— Start Records for this task —

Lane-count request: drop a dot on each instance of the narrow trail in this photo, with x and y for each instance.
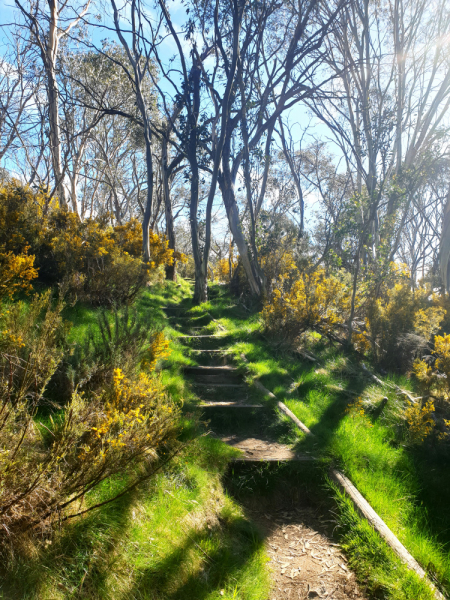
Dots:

— End Records for this task —
— Start Records for this task —

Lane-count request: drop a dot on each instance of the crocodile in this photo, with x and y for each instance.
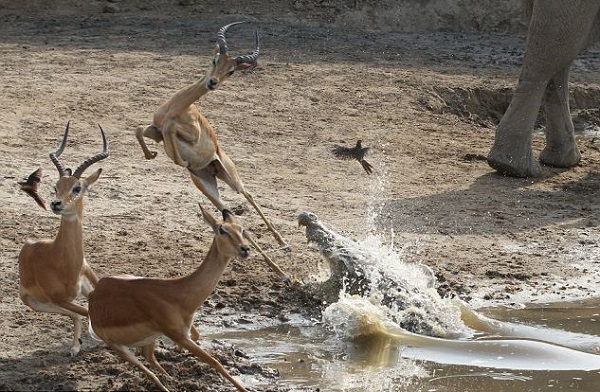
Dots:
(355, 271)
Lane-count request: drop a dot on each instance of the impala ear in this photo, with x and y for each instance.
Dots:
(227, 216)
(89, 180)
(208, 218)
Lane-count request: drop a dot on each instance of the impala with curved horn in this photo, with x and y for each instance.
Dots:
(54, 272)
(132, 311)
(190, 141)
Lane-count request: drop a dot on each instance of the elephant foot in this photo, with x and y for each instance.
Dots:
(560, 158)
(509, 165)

— End Records for this task —

### What the task requires
Count the lines in the records above that contain the string "with", treating uppercase and lowercase as different. Give only the number.

### Correct answer
5